- _EXCERPT PROVIDED_
'''

All forms of professional design education can be assumed to be developing design thinking in students, even if only implicitly, but design thinking is also now explicitly taught in general as well as professional education, across all sectors of education. Design as a subject was introduced into secondary schools' educational curricula in the UK in the 1970s, gradually replacing and/or developing from some of the traditional art and craft subjects, and increasingly linked with technology studies. This development sparked related research studies in both education and design.

In the primary/secondary K–12 education sector, design thinking is used to enhance learning and promote creative thinking, teamwork, and student responsibility for learning. A design-based approach to teaching and learning has been developed more widely throughout education.

New courses in design thinking have also been introduced at the university level, especially when linked with business and innovation studies. A notable early course of this type was introduced at Stanford University in 2003, the Hasso Plattner Institute of Design, known as the d.school. Design thinking can now be seen in International Baccalaureate schools across the world, and in Maker Education organizations.

===Criticisms===
Some of the diverse and popularized applications of design thinking, particularly in business innovation, have been criticized for promoting a very restricted interpretation of design skills and abilities. Lucy Kimbell accused business applications of design thinking of "de-politicizing managerial practice" through an "undertheorized" conception of design thinking. Lee Vinsel suggested that popular purveyors of design consulting "as a reform for all of higher education" misuse ideas from the fields that they purport to borrow from, and devalue discipline-specific expertise, giving students "'creative confidence' without actual capabilities".

'''

- _MATERIAL PROVIDED_

'''

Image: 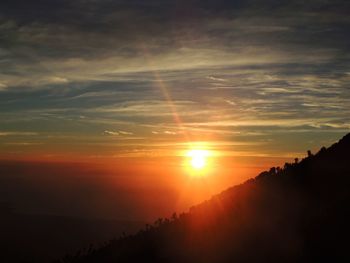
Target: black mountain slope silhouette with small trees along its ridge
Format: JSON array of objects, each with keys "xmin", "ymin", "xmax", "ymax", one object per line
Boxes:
[{"xmin": 59, "ymin": 134, "xmax": 350, "ymax": 263}]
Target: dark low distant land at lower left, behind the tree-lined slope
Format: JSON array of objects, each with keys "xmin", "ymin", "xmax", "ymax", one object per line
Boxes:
[{"xmin": 0, "ymin": 213, "xmax": 144, "ymax": 263}]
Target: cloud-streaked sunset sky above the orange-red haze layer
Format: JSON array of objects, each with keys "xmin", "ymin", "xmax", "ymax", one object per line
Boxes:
[{"xmin": 0, "ymin": 0, "xmax": 350, "ymax": 221}]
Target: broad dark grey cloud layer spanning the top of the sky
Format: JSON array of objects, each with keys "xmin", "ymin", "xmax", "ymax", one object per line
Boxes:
[{"xmin": 0, "ymin": 1, "xmax": 350, "ymax": 87}]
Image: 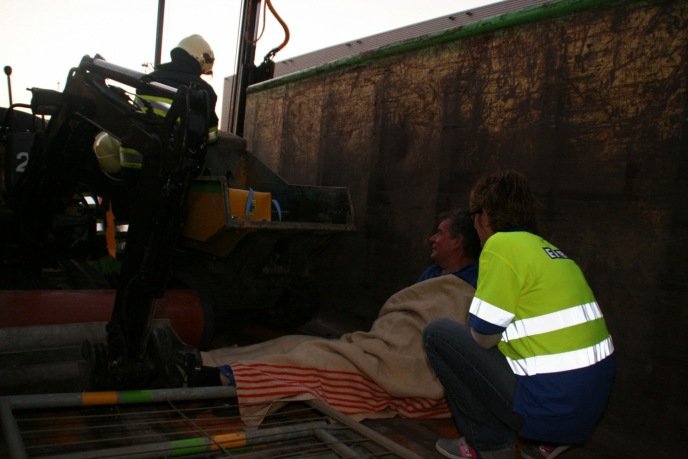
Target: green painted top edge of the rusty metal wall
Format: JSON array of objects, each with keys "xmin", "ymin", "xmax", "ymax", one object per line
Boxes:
[{"xmin": 248, "ymin": 0, "xmax": 653, "ymax": 93}]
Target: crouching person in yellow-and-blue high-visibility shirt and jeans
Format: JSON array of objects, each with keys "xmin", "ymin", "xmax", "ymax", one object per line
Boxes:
[{"xmin": 423, "ymin": 170, "xmax": 615, "ymax": 459}]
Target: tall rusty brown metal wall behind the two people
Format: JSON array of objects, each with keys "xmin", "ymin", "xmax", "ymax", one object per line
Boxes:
[{"xmin": 245, "ymin": 1, "xmax": 688, "ymax": 457}]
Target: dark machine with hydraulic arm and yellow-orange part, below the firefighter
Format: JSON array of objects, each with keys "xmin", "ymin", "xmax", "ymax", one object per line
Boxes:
[{"xmin": 0, "ymin": 56, "xmax": 354, "ymax": 388}]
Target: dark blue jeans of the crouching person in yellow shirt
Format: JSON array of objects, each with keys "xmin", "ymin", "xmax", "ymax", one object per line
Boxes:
[{"xmin": 423, "ymin": 319, "xmax": 523, "ymax": 451}]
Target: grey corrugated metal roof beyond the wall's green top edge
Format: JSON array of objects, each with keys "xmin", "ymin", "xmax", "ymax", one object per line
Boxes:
[{"xmin": 274, "ymin": 0, "xmax": 552, "ymax": 77}]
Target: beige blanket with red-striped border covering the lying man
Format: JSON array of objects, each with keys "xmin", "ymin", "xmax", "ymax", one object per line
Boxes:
[{"xmin": 203, "ymin": 275, "xmax": 474, "ymax": 425}]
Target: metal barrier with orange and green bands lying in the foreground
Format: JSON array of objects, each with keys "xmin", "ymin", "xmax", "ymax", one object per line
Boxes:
[{"xmin": 0, "ymin": 387, "xmax": 419, "ymax": 459}]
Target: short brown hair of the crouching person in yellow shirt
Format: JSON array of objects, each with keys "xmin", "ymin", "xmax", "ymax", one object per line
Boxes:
[{"xmin": 469, "ymin": 170, "xmax": 538, "ymax": 233}]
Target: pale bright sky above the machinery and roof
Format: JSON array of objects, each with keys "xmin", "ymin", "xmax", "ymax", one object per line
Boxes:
[{"xmin": 0, "ymin": 0, "xmax": 497, "ymax": 124}]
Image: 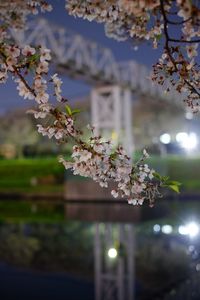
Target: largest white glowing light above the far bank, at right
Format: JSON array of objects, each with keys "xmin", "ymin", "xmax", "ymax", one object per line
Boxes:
[{"xmin": 176, "ymin": 132, "xmax": 198, "ymax": 150}]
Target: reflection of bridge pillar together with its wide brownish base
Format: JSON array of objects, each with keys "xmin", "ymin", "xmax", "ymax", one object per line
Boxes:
[{"xmin": 65, "ymin": 199, "xmax": 168, "ymax": 300}]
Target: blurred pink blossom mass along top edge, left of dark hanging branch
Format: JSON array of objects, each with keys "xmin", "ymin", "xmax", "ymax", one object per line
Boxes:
[{"xmin": 66, "ymin": 0, "xmax": 163, "ymax": 44}]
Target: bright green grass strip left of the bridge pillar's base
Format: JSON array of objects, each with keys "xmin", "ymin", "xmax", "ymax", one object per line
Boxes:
[{"xmin": 0, "ymin": 158, "xmax": 64, "ymax": 192}]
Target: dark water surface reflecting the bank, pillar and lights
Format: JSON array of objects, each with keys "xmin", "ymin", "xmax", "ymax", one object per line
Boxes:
[{"xmin": 0, "ymin": 200, "xmax": 200, "ymax": 300}]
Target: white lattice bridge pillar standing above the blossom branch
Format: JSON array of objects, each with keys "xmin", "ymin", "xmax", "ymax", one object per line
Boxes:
[{"xmin": 91, "ymin": 85, "xmax": 134, "ymax": 156}]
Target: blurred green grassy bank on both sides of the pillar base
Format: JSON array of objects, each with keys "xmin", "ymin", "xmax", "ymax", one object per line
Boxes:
[{"xmin": 0, "ymin": 156, "xmax": 200, "ymax": 193}]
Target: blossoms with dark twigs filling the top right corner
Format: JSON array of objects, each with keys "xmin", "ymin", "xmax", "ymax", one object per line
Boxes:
[{"xmin": 66, "ymin": 0, "xmax": 200, "ymax": 112}]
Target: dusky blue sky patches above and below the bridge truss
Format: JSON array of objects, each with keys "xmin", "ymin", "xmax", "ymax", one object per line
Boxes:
[{"xmin": 0, "ymin": 0, "xmax": 160, "ymax": 113}]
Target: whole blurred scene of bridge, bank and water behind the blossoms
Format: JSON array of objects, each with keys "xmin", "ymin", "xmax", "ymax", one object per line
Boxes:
[{"xmin": 0, "ymin": 0, "xmax": 200, "ymax": 300}]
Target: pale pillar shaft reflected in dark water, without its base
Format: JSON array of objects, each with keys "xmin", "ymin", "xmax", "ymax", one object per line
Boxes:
[{"xmin": 94, "ymin": 223, "xmax": 135, "ymax": 300}]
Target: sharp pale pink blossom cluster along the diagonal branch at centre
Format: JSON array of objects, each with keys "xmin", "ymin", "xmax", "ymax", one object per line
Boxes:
[{"xmin": 4, "ymin": 39, "xmax": 164, "ymax": 205}]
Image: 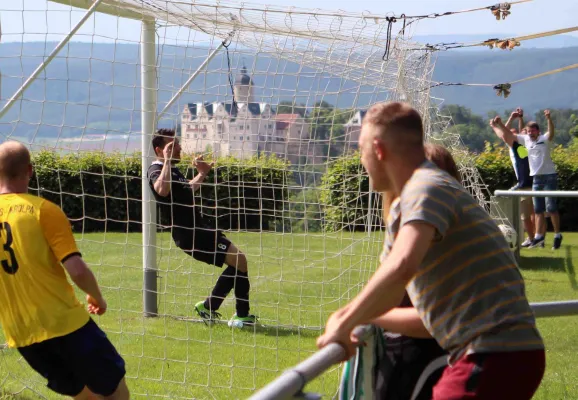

'''

- _PARTS OF THE EXERCISE_
**A.** Answer these questions using the design thinking excerpt above, one line each:
(i) In what decade was design introduced into secondary school curricula in the UK?
(ii) In what year was the course at Stanford University introduced?
(iii) What did Lucy Kimbell accuse of "de-politicizing managerial practice"?
**B.** Print the part of the design thinking excerpt above that begins at the words "All forms of" and stops after the words "widely throughout education.".
**C.** Decide whether each statement agrees with the design thinking excerpt above, answering yes or no and quoting the deciding words:
(i) Design thinking is taught only in professional education.
(ii) The d.school was introduced at Stanford University.
(iii) Lee Vinsel said popular design consulting gives students creative confidence along with actual capabilities.

- _ANSWERS FOR THE EXERCISE_
**A.**
(i) The 1970s.
(ii) 2003.
(iii) Business applications of design thinking.

**B.**
All forms of professional design education can be assumed to be developing design thinking in students, even if only implicitly, but design thinking is also now explicitly taught in general as well as professional education, across all sectors of education. Design as a subject was introduced into secondary schools' educational curricula in the UK in the 1970s, gradually replacing and/or developing from some of the traditional art and craft subjects, and increasingly linked with technology studies. This development sparked related research studies in both education and design.

In the primary/secondary K–12 education sector, design thinking is used to enhance learning and promote creative thinking, teamwork, and student responsibility for learning. A design-based approach to teaching and learning has been developed more widely throughout education.

**C.**
(i) No: "design thinking is also now explicitly taught in general as well as professional education"
(ii) Yes: "A notable early course of this type was introduced at Stanford University in 2003, the Hasso Plattner Institute of Design, known as the d.school."
(iii) No: "'creative confidence' without actual capabilities"